Work required: Retype every line of the records below without changing a character, and omit the pictures from your copy.
╭─ Task data
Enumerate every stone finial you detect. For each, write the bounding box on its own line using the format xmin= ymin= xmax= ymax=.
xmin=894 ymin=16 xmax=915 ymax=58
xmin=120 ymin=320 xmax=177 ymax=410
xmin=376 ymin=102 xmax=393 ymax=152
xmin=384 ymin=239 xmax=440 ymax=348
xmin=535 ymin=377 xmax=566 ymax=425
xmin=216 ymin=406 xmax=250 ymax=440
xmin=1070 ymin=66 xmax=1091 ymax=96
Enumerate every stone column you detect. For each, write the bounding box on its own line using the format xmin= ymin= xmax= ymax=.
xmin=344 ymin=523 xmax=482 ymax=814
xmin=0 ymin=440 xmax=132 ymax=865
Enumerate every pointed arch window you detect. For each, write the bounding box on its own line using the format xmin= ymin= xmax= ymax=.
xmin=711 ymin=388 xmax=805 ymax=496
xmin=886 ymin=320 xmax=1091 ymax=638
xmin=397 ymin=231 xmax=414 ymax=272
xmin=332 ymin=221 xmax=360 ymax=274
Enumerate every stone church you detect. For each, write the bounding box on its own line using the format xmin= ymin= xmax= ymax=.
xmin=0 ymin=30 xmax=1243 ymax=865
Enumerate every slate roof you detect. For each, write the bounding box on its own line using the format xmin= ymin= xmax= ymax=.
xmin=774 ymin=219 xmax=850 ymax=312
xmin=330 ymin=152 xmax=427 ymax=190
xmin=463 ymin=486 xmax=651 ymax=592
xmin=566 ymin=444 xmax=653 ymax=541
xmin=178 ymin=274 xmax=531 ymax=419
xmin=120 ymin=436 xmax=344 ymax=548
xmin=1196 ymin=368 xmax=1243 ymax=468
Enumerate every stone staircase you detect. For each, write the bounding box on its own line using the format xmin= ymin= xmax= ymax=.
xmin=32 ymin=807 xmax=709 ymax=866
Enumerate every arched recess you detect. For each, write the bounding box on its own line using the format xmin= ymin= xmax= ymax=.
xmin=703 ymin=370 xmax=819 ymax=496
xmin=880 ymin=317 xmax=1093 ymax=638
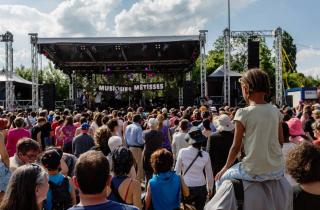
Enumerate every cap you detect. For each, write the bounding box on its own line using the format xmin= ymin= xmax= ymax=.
xmin=41 ymin=149 xmax=62 ymax=170
xmin=148 ymin=118 xmax=159 ymax=127
xmin=185 ymin=126 xmax=207 ymax=144
xmin=81 ymin=122 xmax=90 ymax=130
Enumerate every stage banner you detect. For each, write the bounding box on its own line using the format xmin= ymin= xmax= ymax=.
xmin=98 ymin=83 xmax=164 ymax=93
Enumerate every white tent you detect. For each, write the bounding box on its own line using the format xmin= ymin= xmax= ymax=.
xmin=0 ymin=73 xmax=32 ymax=85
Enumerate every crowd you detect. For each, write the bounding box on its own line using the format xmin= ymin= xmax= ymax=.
xmin=0 ymin=69 xmax=320 ymax=210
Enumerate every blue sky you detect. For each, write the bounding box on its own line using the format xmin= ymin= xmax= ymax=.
xmin=0 ymin=0 xmax=320 ymax=76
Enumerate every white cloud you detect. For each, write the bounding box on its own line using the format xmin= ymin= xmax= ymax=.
xmin=115 ymin=0 xmax=255 ymax=36
xmin=297 ymin=48 xmax=320 ymax=62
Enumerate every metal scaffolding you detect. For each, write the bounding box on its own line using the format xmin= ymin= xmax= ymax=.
xmin=0 ymin=31 xmax=14 ymax=111
xmin=223 ymin=27 xmax=283 ymax=106
xmin=199 ymin=30 xmax=208 ymax=98
xmin=29 ymin=33 xmax=39 ymax=111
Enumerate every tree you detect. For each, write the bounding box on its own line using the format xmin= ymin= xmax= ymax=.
xmin=15 ymin=63 xmax=69 ymax=101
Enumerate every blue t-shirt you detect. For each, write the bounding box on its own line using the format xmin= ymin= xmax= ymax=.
xmin=44 ymin=173 xmax=72 ymax=210
xmin=68 ymin=201 xmax=139 ymax=210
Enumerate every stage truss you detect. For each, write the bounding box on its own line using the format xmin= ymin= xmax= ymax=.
xmin=29 ymin=33 xmax=39 ymax=111
xmin=0 ymin=31 xmax=14 ymax=111
xmin=223 ymin=27 xmax=284 ymax=107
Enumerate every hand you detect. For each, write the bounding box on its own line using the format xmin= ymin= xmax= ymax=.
xmin=214 ymin=167 xmax=228 ymax=181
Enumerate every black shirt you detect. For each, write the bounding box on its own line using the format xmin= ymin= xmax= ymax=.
xmin=293 ymin=186 xmax=320 ymax=210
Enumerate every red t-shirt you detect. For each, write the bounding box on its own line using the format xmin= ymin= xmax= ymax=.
xmin=6 ymin=128 xmax=31 ymax=157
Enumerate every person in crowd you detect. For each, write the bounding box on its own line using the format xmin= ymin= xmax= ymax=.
xmin=215 ymin=69 xmax=284 ymax=189
xmin=41 ymin=149 xmax=76 ymax=210
xmin=107 ymin=119 xmax=119 ymax=136
xmin=312 ymin=119 xmax=320 ymax=146
xmin=54 ymin=119 xmax=64 ymax=148
xmin=172 ymin=119 xmax=189 ymax=160
xmin=69 ymin=151 xmax=138 ymax=210
xmin=72 ymin=123 xmax=95 ymax=157
xmin=74 ymin=117 xmax=94 ymax=138
xmin=286 ymin=117 xmax=309 ymax=143
xmin=175 ymin=127 xmax=213 ymax=210
xmin=108 ymin=147 xmax=142 ymax=209
xmin=125 ymin=114 xmax=144 ymax=181
xmin=207 ymin=114 xmax=237 ymax=176
xmin=107 ymin=136 xmax=137 ymax=179
xmin=312 ymin=109 xmax=320 ymax=120
xmin=91 ymin=112 xmax=103 ymax=134
xmin=157 ymin=114 xmax=172 ymax=151
xmin=61 ymin=116 xmax=77 ymax=154
xmin=286 ymin=141 xmax=320 ymax=210
xmin=0 ymin=164 xmax=49 ymax=210
xmin=91 ymin=126 xmax=112 ymax=156
xmin=122 ymin=112 xmax=133 ymax=138
xmin=6 ymin=117 xmax=31 ymax=157
xmin=31 ymin=117 xmax=49 ymax=151
xmin=10 ymin=138 xmax=40 ymax=172
xmin=39 ymin=110 xmax=52 ymax=149
xmin=202 ymin=119 xmax=213 ymax=139
xmin=198 ymin=110 xmax=216 ymax=132
xmin=0 ymin=132 xmax=11 ymax=203
xmin=191 ymin=110 xmax=202 ymax=126
xmin=142 ymin=118 xmax=164 ymax=182
xmin=145 ymin=149 xmax=189 ymax=210
xmin=301 ymin=106 xmax=316 ymax=140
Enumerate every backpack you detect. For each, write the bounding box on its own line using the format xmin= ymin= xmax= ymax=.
╰─
Task response:
Enumerate every stone finial you detect. For each, write the bounding box on its own line using the format xmin= ymin= xmax= ymax=.
xmin=894 ymin=16 xmax=915 ymax=58
xmin=120 ymin=320 xmax=177 ymax=410
xmin=376 ymin=102 xmax=393 ymax=152
xmin=384 ymin=239 xmax=440 ymax=348
xmin=535 ymin=377 xmax=566 ymax=425
xmin=216 ymin=406 xmax=250 ymax=440
xmin=1070 ymin=66 xmax=1091 ymax=96
Enumerate every stone column you detect. For each, write the bounding box on its own line using the format xmin= ymin= xmax= ymax=.
xmin=344 ymin=523 xmax=482 ymax=814
xmin=0 ymin=440 xmax=132 ymax=865
Enumerate every pointed arch window you detect. For each, write the bounding box on its own line using the format xmin= ymin= xmax= ymax=.
xmin=711 ymin=388 xmax=805 ymax=496
xmin=886 ymin=320 xmax=1091 ymax=638
xmin=397 ymin=231 xmax=414 ymax=272
xmin=332 ymin=221 xmax=360 ymax=274
Enumerate every stone church you detect. For each, write the bounding box on its own line using the format xmin= ymin= xmax= ymax=.
xmin=0 ymin=30 xmax=1243 ymax=865
Enumerate every slate roof you detect. For each, write the bounding box on its own line using the format xmin= ymin= xmax= ymax=.
xmin=774 ymin=219 xmax=850 ymax=312
xmin=330 ymin=152 xmax=427 ymax=190
xmin=463 ymin=486 xmax=651 ymax=592
xmin=566 ymin=444 xmax=653 ymax=541
xmin=178 ymin=274 xmax=531 ymax=419
xmin=120 ymin=436 xmax=344 ymax=548
xmin=1196 ymin=368 xmax=1243 ymax=468
Enumerate every stone staircase you detect. For each, write the bounding box on its own line using the format xmin= ymin= xmax= ymax=.
xmin=32 ymin=807 xmax=709 ymax=866
Enumerate every arched recess you detect. For each, write the bounding box on its own line using the format xmin= ymin= xmax= ymax=.
xmin=703 ymin=370 xmax=819 ymax=496
xmin=880 ymin=317 xmax=1093 ymax=638
Enumerate every cap you detect. For each, write the bounding box on its own line using the format xmin= ymin= xmax= ymax=.
xmin=41 ymin=149 xmax=62 ymax=170
xmin=148 ymin=118 xmax=159 ymax=127
xmin=185 ymin=126 xmax=207 ymax=144
xmin=81 ymin=122 xmax=90 ymax=130
Enumerate every stage banner you detect. For each, write the bounding box on its own line using the format xmin= ymin= xmax= ymax=.
xmin=98 ymin=83 xmax=164 ymax=93
Enumerate every white tent you detect. For each, write the bounding box on its own line using the format xmin= ymin= xmax= ymax=.
xmin=0 ymin=73 xmax=32 ymax=85
Enumerate every crowd you detect. For each, write the bounding box on its own line using the format xmin= ymin= xmax= ymax=.
xmin=0 ymin=69 xmax=320 ymax=210
Enumerate every blue sky you detect. For each, write the bounding box on its own line using the format xmin= ymin= xmax= ymax=.
xmin=0 ymin=0 xmax=320 ymax=76
Enumerate every white cloud you detect. For each, write the bounding box on its own line using the format xmin= ymin= xmax= ymax=.
xmin=115 ymin=0 xmax=255 ymax=36
xmin=297 ymin=48 xmax=320 ymax=62
Enumerate every metal scaffolding you detect. For each, write the bounding box on its own line using the format xmin= ymin= xmax= ymax=.
xmin=0 ymin=31 xmax=14 ymax=111
xmin=223 ymin=27 xmax=283 ymax=106
xmin=199 ymin=30 xmax=208 ymax=98
xmin=29 ymin=33 xmax=39 ymax=111
Enumerate every tree you detect. For each, write the bounding box on its own line using the format xmin= ymin= xmax= ymax=.
xmin=15 ymin=63 xmax=69 ymax=101
Enumerate every blue t-shirt you detect. For each, write the bounding box on its own line using the format xmin= ymin= xmax= ymax=.
xmin=44 ymin=173 xmax=72 ymax=210
xmin=68 ymin=201 xmax=139 ymax=210
Enumerate every stage truss you detect. For each, write the bounding box on its own line using the format xmin= ymin= xmax= ymax=.
xmin=29 ymin=33 xmax=39 ymax=111
xmin=0 ymin=31 xmax=14 ymax=111
xmin=223 ymin=27 xmax=284 ymax=107
Enumerate every hand you detect. For each, write the bounding box on its own line using the format xmin= ymin= xmax= ymax=.
xmin=214 ymin=167 xmax=228 ymax=181
Enumerate every black shirt you detect. For each, write the bounding box on its own line using the format xmin= ymin= xmax= ymax=.
xmin=293 ymin=186 xmax=320 ymax=210
Enumerate every red t-shirt you detect. For each, write the bounding box on its own line using the format xmin= ymin= xmax= ymax=.
xmin=6 ymin=128 xmax=31 ymax=157
Enumerate every person in crowd you detect. For each, write the bounding box on its own line using the format xmin= ymin= xmax= ymax=.
xmin=215 ymin=69 xmax=284 ymax=189
xmin=41 ymin=149 xmax=76 ymax=210
xmin=107 ymin=119 xmax=119 ymax=136
xmin=312 ymin=119 xmax=320 ymax=146
xmin=54 ymin=119 xmax=64 ymax=148
xmin=172 ymin=119 xmax=189 ymax=160
xmin=69 ymin=151 xmax=138 ymax=210
xmin=72 ymin=123 xmax=95 ymax=157
xmin=74 ymin=117 xmax=94 ymax=138
xmin=286 ymin=117 xmax=309 ymax=143
xmin=175 ymin=127 xmax=213 ymax=210
xmin=108 ymin=147 xmax=142 ymax=209
xmin=125 ymin=114 xmax=144 ymax=181
xmin=207 ymin=114 xmax=237 ymax=176
xmin=107 ymin=136 xmax=137 ymax=179
xmin=312 ymin=109 xmax=320 ymax=120
xmin=91 ymin=112 xmax=103 ymax=134
xmin=157 ymin=114 xmax=172 ymax=151
xmin=61 ymin=116 xmax=77 ymax=154
xmin=286 ymin=141 xmax=320 ymax=210
xmin=0 ymin=164 xmax=49 ymax=210
xmin=91 ymin=126 xmax=112 ymax=156
xmin=122 ymin=112 xmax=133 ymax=138
xmin=6 ymin=117 xmax=31 ymax=157
xmin=31 ymin=117 xmax=49 ymax=151
xmin=10 ymin=138 xmax=40 ymax=172
xmin=39 ymin=110 xmax=52 ymax=149
xmin=202 ymin=119 xmax=213 ymax=139
xmin=198 ymin=110 xmax=216 ymax=132
xmin=0 ymin=132 xmax=11 ymax=203
xmin=191 ymin=110 xmax=202 ymax=126
xmin=142 ymin=118 xmax=164 ymax=182
xmin=145 ymin=149 xmax=189 ymax=210
xmin=301 ymin=106 xmax=316 ymax=140
Enumerate every backpack you detect. For each, write the bounding box on its own line using the format xmin= ymin= xmax= ymax=.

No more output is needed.